▶ **WRITTEN INSTRUCTION**:
Copy every one of the records below word for word, leaving out the pictures.

Items for identifying locations
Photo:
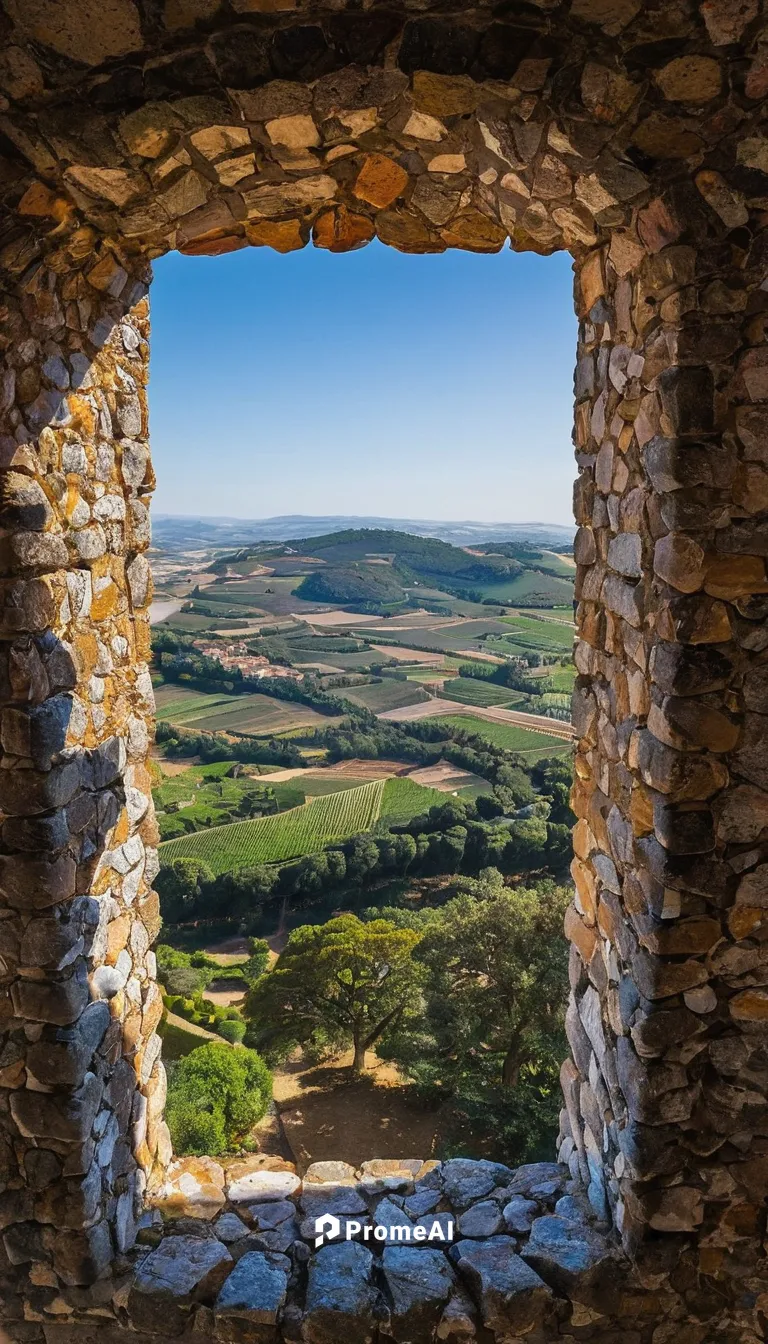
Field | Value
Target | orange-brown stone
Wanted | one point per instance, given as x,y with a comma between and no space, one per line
284,235
381,180
340,230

▶ **EXERCISE ANSWER**:
Photo:
Field | Value
Target | orange-brown stone
Wanted | one point per instance, given as x,y with a comma between and no space, one per line
284,235
381,180
340,230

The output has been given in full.